■ **Document section**:
##############################

Depth EMDR

Depth-oriented • Trauma-informed • Nervous-system attuned
(Telehealth only • California/Georgia/Florida)

A quick orientation

Depth EMDR is the way I practice trauma-informed therapy when EMDR is clinically appropriate — grounded, structured, and paced so the work is deep without becoming overwhelming. It integrates EMDR with careful attention to the nervous system and a Jungian, depth-psychology lens that welcomes meaning, imagery, and inner life when useful. The depth psychology piece is never imposed — it follows the person, not a framework.

What is EMDR

EMDR is a way of working with the nervous system that helps experiences that feel "stuck" begin to move again. Rather than only talking through the past, EMDR gently engages the brain's natural capacity to process and integrate what was overwhelming or unfinished. As attention moves between present-moment awareness and inner experience, memories often soften, emotions settle, and new understanding can emerge — not because anything is forced, but because the system is given the right conditions to reorganize. Used thoughtfully and at a careful pace, EMDR can support healing that feels both grounding and meaningful — helping the past loosen its grip so more choice is available in the present.

EMDR offered by an EMDRIA Certified Therapist (EMDR International Association) - Verification

What makes Depth EMDR different

Depth EMDR is built on trust in the person's own healing process rather than on managing outcomes. The therapist's job is to hold the container and follow where the process leads — not to steer it toward what healing is supposed to look like from the outside. That orientation shapes everything:

  • Stabilization first (we build capacity before pushing into intensity)

  • A workable pace (deep work without overwhelm)

  • Grounding and resourcing (so your system learns safety, not just insight)

##############################

■ **Record excerpts**:
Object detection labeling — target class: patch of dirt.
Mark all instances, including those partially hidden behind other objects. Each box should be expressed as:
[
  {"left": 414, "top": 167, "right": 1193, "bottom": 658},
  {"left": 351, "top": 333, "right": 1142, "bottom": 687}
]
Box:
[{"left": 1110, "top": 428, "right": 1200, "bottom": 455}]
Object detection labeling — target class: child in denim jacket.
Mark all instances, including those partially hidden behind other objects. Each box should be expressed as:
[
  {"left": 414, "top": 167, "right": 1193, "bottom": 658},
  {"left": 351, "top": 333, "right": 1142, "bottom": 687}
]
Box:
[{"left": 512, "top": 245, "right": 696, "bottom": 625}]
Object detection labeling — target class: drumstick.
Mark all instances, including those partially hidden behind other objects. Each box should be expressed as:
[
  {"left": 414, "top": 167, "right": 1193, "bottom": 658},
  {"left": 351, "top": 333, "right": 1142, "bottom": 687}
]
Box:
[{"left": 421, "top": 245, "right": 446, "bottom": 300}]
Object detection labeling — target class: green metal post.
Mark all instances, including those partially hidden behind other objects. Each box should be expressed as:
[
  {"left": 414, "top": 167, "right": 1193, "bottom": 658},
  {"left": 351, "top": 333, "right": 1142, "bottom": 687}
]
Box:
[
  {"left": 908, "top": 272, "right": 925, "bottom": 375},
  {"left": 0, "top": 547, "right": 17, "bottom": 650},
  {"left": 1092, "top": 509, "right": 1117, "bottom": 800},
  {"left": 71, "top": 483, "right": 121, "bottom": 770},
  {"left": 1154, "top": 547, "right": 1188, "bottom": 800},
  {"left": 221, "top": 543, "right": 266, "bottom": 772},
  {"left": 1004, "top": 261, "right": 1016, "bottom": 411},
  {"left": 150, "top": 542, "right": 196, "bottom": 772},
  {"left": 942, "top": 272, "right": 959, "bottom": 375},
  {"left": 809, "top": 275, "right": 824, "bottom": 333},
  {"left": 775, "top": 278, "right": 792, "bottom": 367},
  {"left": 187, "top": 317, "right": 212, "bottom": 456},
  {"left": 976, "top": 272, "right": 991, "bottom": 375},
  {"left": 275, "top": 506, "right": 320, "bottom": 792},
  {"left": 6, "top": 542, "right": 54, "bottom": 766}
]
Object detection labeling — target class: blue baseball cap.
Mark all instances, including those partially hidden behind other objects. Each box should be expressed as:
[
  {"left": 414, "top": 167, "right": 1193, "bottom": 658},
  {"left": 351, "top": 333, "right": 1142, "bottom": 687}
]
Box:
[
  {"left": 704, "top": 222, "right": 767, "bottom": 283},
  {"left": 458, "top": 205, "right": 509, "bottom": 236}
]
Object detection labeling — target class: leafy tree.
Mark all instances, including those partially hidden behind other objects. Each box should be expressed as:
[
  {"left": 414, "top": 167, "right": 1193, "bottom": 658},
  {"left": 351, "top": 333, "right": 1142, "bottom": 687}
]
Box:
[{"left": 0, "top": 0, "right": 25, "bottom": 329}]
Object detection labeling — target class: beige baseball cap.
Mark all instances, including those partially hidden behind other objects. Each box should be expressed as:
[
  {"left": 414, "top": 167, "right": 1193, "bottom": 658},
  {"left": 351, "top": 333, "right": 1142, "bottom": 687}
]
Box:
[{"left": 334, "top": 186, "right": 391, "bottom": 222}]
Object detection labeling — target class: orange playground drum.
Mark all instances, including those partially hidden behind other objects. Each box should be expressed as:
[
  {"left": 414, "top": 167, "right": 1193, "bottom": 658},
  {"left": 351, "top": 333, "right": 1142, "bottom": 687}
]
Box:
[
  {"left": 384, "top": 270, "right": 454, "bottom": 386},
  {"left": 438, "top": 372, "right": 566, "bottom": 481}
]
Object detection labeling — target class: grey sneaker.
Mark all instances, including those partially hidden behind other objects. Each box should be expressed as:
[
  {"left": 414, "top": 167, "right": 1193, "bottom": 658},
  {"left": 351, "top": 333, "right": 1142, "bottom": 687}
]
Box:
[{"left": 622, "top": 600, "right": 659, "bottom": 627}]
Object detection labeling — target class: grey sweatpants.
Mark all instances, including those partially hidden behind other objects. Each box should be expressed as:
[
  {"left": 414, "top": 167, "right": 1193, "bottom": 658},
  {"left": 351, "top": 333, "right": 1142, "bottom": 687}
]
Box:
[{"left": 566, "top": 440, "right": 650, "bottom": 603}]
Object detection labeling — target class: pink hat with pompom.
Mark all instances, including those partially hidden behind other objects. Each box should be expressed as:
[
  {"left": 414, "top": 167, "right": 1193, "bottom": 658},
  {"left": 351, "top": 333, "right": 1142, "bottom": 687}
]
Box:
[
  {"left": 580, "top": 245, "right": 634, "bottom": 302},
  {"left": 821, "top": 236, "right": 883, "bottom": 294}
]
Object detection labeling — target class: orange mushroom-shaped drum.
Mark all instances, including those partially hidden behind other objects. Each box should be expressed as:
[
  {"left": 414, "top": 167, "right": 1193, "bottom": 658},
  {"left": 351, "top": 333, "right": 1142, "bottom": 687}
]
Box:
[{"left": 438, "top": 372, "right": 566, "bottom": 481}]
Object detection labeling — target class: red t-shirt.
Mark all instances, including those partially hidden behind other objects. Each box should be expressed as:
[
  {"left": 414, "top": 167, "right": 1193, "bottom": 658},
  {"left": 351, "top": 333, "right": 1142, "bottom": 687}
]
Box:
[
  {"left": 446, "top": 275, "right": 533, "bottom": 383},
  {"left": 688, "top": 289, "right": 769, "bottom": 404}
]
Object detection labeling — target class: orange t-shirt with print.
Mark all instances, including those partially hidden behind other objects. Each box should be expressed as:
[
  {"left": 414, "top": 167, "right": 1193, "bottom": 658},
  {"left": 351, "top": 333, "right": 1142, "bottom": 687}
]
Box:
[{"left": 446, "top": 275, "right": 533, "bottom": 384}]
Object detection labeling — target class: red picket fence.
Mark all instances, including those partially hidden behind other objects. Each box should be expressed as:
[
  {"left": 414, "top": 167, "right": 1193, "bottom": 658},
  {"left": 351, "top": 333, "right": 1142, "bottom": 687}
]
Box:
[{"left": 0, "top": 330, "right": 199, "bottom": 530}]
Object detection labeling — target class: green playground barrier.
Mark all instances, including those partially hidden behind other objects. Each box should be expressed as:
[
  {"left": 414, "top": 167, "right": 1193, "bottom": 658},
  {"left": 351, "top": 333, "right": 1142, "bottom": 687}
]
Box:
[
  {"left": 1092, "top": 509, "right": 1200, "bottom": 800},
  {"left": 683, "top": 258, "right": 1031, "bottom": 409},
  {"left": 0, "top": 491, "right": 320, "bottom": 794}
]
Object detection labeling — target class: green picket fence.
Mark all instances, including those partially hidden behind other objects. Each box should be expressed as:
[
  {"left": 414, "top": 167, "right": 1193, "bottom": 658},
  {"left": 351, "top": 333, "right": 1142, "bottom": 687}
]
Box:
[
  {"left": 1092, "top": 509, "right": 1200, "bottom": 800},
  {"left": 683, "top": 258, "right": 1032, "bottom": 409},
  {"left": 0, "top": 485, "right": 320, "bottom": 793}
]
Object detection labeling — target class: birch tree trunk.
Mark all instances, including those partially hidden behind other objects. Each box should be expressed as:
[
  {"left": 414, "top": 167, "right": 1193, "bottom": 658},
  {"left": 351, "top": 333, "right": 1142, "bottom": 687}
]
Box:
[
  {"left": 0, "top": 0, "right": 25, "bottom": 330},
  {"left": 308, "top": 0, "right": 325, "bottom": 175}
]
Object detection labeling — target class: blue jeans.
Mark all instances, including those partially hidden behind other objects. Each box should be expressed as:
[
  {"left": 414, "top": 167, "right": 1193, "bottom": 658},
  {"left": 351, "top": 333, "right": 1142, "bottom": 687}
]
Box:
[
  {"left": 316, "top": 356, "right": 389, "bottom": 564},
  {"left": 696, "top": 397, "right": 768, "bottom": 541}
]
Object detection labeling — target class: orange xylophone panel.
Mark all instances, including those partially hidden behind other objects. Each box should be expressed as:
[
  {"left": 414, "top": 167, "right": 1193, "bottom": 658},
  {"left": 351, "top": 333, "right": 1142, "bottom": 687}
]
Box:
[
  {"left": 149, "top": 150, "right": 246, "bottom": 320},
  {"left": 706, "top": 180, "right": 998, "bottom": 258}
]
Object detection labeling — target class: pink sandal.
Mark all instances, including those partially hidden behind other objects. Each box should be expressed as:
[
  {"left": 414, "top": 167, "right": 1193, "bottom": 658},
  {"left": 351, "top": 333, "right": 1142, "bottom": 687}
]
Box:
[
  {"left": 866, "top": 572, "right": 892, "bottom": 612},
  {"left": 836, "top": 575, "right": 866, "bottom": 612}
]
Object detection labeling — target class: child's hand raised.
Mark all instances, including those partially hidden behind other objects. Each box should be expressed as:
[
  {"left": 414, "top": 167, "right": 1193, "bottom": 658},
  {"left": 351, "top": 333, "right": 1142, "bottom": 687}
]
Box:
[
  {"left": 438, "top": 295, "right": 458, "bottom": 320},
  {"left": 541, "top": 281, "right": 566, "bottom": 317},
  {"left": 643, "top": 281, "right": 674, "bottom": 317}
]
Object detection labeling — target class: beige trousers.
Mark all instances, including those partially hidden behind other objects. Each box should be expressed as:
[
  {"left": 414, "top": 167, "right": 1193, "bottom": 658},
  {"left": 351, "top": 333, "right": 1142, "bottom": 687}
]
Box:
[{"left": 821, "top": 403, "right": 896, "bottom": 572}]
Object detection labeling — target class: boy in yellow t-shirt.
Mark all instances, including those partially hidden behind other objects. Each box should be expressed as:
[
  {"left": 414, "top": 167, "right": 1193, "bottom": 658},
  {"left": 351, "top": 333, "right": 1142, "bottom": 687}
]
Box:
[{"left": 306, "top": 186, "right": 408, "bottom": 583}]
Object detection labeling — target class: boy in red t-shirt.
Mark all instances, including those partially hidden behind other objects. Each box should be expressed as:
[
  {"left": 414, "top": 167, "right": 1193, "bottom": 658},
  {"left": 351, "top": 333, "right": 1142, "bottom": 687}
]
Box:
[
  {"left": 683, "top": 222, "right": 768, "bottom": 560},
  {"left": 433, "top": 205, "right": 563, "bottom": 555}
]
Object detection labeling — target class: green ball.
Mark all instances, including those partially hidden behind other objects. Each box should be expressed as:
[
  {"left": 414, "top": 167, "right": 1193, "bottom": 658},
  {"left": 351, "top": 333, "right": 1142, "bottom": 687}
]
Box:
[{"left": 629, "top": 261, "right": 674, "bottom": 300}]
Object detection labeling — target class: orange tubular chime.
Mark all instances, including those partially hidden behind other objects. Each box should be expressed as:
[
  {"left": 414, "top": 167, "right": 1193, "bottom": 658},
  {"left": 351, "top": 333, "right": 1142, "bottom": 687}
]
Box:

##############################

■ **Things to do**:
a: Answer these questions about the Depth EMDR page:
(i) In which states is telehealth offered?
(ii) Besides attention to the nervous system, what lens does Depth EMDR integrate with EMDR?
(iii) What is the first item in the list under "What makes Depth EMDR different"?
b: Rewrite the Depth EMDR page starting with "EMDR offered by" and going on through "pushing into intensity)", changing "container" to "space".

■ **Solution list**:
a:
(i) California, Georgia, and Florida.
(ii) A Jungian, depth-psychology lens.
(iii) Stabilization first, which means building capacity before pushing into intensity.

b:
EMDR offered by an EMDRIA Certified Therapist (EMDR International Association) - Verification

What makes Depth EMDR different

Depth EMDR is built on trust in the person's own healing process rather than on managing outcomes. The therapist's job is to hold the space and follow where the process leads — not to steer it toward what healing is supposed to look like from the outside. That orientation shapes everything:

  • Stabilization first (we build capacity before pushing into intensity)